* [Input records]:
--- START ---

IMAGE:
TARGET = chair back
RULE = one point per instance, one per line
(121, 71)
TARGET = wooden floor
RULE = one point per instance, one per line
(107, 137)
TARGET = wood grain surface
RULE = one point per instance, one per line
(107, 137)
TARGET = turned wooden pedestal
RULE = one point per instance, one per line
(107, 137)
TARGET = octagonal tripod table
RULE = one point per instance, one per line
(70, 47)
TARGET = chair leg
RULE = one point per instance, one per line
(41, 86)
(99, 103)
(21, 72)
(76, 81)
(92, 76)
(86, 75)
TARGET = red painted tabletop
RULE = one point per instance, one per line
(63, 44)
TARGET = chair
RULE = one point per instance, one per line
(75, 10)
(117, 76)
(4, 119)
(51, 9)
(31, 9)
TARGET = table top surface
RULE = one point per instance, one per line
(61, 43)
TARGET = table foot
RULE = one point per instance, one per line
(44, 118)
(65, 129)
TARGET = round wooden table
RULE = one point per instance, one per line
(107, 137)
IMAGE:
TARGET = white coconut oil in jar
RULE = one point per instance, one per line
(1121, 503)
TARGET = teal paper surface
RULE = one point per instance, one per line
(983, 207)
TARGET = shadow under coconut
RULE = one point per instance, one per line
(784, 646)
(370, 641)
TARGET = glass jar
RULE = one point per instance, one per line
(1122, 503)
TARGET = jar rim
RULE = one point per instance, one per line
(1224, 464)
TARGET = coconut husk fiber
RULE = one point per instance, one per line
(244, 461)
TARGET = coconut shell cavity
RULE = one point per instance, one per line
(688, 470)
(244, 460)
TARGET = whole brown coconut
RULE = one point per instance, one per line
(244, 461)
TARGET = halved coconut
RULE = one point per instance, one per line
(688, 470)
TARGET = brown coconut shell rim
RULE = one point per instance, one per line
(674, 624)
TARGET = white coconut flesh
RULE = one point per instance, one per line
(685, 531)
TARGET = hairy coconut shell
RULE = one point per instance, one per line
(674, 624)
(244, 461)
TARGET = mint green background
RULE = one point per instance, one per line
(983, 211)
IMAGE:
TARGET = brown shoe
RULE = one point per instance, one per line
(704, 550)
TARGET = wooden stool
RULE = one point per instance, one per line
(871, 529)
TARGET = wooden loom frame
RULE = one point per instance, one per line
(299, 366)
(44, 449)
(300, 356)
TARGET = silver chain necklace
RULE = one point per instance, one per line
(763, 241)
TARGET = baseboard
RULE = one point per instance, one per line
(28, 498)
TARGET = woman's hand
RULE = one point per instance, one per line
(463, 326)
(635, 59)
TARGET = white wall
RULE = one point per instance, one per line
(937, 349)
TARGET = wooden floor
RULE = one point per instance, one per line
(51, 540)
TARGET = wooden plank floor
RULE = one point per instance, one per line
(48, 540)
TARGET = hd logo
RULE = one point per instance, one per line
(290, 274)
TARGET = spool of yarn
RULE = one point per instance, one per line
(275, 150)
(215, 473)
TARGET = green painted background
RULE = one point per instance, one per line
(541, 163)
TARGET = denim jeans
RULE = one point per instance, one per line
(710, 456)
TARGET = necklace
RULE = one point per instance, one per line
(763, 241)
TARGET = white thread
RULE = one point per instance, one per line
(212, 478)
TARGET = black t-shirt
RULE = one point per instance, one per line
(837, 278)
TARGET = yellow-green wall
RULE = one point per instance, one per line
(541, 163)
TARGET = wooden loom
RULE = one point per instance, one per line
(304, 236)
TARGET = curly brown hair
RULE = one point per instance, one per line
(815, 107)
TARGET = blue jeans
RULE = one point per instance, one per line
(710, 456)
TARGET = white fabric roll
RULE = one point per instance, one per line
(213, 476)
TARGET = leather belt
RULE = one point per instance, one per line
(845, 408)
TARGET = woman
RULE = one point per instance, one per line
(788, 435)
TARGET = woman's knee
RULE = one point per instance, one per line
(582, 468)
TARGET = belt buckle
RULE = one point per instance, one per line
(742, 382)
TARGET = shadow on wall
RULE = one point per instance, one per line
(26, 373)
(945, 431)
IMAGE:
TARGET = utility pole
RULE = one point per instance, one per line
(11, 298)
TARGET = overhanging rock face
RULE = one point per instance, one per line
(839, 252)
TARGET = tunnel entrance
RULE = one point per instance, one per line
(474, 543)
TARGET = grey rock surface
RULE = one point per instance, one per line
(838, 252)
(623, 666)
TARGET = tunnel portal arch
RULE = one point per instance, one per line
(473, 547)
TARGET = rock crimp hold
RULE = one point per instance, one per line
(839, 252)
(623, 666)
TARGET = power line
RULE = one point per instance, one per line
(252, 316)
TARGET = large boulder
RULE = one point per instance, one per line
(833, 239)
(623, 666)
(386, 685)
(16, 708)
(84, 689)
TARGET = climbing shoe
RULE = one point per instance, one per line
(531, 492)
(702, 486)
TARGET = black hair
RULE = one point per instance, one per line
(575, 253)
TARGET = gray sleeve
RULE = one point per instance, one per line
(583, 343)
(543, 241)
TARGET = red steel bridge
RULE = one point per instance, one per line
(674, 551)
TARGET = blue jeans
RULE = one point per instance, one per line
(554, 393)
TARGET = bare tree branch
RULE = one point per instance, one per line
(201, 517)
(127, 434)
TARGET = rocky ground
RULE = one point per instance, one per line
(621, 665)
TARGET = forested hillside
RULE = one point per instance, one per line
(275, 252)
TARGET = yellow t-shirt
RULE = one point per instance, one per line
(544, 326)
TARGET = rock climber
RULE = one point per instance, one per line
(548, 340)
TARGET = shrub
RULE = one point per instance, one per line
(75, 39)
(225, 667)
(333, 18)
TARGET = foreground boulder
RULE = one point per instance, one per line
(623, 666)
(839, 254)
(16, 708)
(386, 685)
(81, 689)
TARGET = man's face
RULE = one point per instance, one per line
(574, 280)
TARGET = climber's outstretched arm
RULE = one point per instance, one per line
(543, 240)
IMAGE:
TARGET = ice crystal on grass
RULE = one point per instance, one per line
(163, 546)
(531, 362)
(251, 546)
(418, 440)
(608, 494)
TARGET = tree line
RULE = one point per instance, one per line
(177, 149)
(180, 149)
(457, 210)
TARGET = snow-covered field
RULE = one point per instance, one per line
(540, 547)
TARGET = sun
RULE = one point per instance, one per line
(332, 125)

--- END ---

* [Assignment]:
Your answer should consist of all lines above that include the string "black".

* [Solution for this problem]:
TARGET = black t-shirt
TARGET = black hair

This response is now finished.